--- Begin Source document ---

- 1992 4AD/Warner US promotional photo for Queer: Mick Allen, Mark Cox, Andrew Gray.

Background information
- Origin: London, England
- Genres: Post-punk, post-industrial
- Years active: 1983–1995, 2024–present
- Labels: 4AD, Warner Bros. (US)
- Members: Michael Allen Andrew Gray Stephen Gray
- Past members: Mark Cox
- Website: The Wolfgang Press at 4AD.com

= The Wolfgang Press =

English post-punk band

The Wolfgang Press are an English post-punk band, originally active from 1983 to 1995. The core of the band during that era was Michael Allen (vocals, bass), Mark Cox (keyboards), and Andrew Gray (guitar). They reformed in 2024 with Stephen Gray, brother of Andrew, replacing Cox, to release a new LP titled "A 2nd Shape" on Downwards Records.

The group is best known for its 1992 international hit single "A Girl Like You".

==Style and influences==
The official 4AD band profile describes them as "post-punk", transforming to "avant-dance groovers" with Queer. The group were frequently labelled "goth," though they denied the charge.

Allen's list of "important records" as of 1995 included De La Soul's 3 Feet High and Rising, Massive Attack's Blue Lines and "anything from Nick Cave and The Fall". He recalled that the record that "maybe started it all" for him was Public Image Ltd's Metal Box.

==History==
===Rema-Rema, Mass (1978–1981)===
Allen started in the Models in 1977. Allen and Cox had both been members of Rema-Rema and Mass, while Gray had been a member of In Camera. All of these bands had also recorded for 4AD.

Rema-Rema were formed in 1978 by schoolmates Allen and Gary Asquith, with Cox, Marco Pirroni (also a school friend of Allen's and a fellow member of the Models) and Max Prior (who later recorded as Dorothy with Psychic TV). 4AD founder Ivo Watts-Russell said that hearing Rema-Rema's demo tape "was the first point I knew that we were actually doing something serious [with 4AD]." Their sole recording was the Wheel in the Roses 12"EP (4AD BAD-5, 1 Apr 1980). The band split when Pirroni left to join Adam and the Ants (although Pirroni says he had already left), and reformed as Mass.

Mass consisted of Allen and Cox with Asquith and Danny Briottet. Mass recorded a single, "You And I"/"Cabbage" (4AD AD-14, Oct 1980), and an album, Labour of Love (4AD CAD-107, May 1981). Mass split in 1981. Asquith and Briottet later (1986) formed Renegade Soundwave. (Asquith remained a friend and contributed to Queer.)

--- End Source document ---
--- Begin Given information ---

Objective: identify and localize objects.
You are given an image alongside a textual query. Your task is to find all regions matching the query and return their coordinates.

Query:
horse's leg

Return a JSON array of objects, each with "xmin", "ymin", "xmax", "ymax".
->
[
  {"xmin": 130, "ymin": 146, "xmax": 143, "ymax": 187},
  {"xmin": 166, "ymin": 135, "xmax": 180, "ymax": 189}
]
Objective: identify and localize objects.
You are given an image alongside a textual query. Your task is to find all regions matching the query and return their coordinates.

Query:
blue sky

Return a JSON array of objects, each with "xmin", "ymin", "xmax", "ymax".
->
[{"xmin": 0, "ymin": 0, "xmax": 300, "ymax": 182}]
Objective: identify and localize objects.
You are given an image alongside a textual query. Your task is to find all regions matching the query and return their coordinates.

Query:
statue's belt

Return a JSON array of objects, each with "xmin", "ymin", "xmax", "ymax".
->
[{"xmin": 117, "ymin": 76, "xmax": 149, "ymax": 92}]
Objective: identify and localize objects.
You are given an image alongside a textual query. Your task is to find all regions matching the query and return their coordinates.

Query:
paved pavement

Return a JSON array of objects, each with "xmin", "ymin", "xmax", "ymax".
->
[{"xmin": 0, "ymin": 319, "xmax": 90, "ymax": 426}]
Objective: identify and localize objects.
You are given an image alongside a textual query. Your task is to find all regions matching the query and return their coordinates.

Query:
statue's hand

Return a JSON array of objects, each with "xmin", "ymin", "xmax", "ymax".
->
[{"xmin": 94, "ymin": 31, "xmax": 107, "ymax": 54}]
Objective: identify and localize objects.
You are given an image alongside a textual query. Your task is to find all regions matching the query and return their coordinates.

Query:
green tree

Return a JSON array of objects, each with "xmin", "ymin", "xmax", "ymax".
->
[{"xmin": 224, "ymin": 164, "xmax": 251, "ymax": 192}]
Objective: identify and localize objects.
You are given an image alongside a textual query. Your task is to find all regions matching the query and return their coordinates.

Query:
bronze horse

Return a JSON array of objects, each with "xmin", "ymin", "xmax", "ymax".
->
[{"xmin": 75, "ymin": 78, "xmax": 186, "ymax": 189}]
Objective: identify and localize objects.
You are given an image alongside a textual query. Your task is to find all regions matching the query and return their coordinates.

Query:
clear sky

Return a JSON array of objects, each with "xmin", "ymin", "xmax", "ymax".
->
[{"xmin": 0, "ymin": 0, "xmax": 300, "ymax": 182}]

--- End Given information ---

Challenge A:
Answer these questions using the Wolfgang Press article.
(i) On which label was the 2024 LP "A 2nd Shape" to be released?
(ii) Which record did Allen recall as the one that "maybe started it all" for him?
(iii) Which band did Asquith and Briottet form in 1986?
Challenge B:
From the Wolfgang Press article, output everything from "Mass consisted of" down to "contributed to Queer.)", copied word for word.

Full response A:
(i) Downwards Records
(ii) Public Image Ltd's Metal Box
(iii) Renegade Soundwave

Full response B:
Mass consisted of Allen and Cox with Asquith and Danny Briottet. Mass recorded a single, "You And I"/"Cabbage" (4AD AD-14, Oct 1980), and an album, Labour of Love (4AD CAD-107, May 1981). Mass split in 1981. Asquith and Briottet later (1986) formed Renegade Soundwave. (Asquith remained a friend and contributed to Queer.)